## PROBLEM DETAILS
Rewrite every line from the one containing "the yellow building." down to the end of the items, including the requests. Multiply each point coordinate in the answers by 0.6 and round it to a whole number, rounding halves up, and leave out the pictures.

## ENTRIES SUPPLIED
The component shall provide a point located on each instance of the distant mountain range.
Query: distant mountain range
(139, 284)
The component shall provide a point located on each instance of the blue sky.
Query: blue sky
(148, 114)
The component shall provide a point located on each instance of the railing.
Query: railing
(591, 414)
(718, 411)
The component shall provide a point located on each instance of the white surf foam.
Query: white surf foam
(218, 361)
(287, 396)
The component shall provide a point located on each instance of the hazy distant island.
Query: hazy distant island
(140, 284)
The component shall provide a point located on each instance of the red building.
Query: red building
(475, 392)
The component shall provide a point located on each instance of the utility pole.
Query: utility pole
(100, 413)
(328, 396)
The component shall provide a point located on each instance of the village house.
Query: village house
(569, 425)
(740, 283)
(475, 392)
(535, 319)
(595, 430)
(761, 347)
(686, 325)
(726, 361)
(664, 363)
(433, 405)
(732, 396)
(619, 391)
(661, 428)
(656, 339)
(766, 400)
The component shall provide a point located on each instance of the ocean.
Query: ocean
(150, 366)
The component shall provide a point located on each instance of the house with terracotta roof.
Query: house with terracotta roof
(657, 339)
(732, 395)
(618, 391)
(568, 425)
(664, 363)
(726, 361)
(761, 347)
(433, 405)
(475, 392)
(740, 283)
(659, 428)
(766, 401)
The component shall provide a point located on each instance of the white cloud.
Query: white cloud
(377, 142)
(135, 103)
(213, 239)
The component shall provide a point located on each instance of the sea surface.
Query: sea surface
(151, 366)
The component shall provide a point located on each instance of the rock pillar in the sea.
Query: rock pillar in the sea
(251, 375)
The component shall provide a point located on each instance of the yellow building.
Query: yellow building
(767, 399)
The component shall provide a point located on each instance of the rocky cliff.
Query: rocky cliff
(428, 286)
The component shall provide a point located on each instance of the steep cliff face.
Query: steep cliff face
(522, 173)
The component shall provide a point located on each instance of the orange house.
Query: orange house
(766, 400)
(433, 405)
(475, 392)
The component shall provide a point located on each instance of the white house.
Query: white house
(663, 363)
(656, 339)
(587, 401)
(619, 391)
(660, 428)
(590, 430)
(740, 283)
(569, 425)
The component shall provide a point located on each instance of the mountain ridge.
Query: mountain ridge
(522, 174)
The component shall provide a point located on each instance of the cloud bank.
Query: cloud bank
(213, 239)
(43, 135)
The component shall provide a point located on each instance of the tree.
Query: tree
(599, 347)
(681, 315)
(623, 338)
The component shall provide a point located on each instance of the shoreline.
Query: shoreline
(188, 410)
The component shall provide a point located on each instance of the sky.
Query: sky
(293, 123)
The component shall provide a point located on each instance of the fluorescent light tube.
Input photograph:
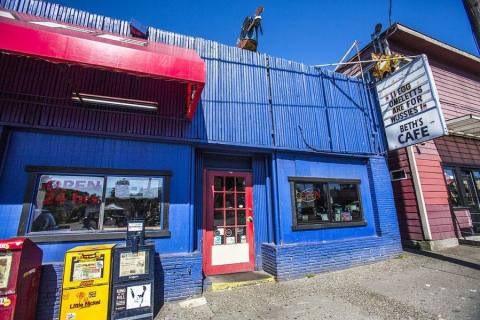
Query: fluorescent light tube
(114, 102)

## TASK RESPONSE
The component shall provide a point located on each instance of the yellow building.
Query: yellow building
(460, 239)
The component shall provide a point located on each instance of the rocky cliff.
Query: rocky cliff
(257, 172)
The component shall provide a point located on each instance of the steep cliff face.
Query: steep cliff face
(313, 104)
The component shall provide a point located on each instance of the orange house.
Query: orange house
(460, 240)
(260, 243)
(285, 235)
The component shall provide a point located on each instance of the white house.
Query: white house
(398, 218)
(394, 203)
(352, 241)
(371, 235)
(396, 257)
(354, 258)
(444, 170)
(341, 255)
The component shall provide a point located on each instance of the mountain ridge.
Query: mountain ridge
(313, 104)
The component shall provide a point located on each instance of the cloud bank.
Query: cloud bank
(128, 143)
(26, 81)
The component shall provide a point located on each instance of the tree.
Query: tree
(359, 208)
(409, 189)
(374, 203)
The component shall provide a point located on each instance of the shoreline.
Query: shoreline
(113, 246)
The component shall provide a point located on each instance of the sky.
Query: sky
(176, 74)
The component shall provide a point located on each instance of the fluorescent light tube.
Input photograph:
Query: fluorescent light tube
(68, 61)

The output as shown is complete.